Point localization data
· · · · ·

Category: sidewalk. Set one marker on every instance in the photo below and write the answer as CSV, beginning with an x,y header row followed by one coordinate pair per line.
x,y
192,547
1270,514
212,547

· · · · ·

*DIRECTIONS FOR THIS TASK*. Extract all of the data shown above and repeat it verbatim.

*RESPONSE TO THIS TASK*.
Category: sidewalk. Set one marker on every instance in the photo below and write the answer as CSV, beginning with an x,y header row followed by one coordinate pair per line.
x,y
192,547
1270,514
212,547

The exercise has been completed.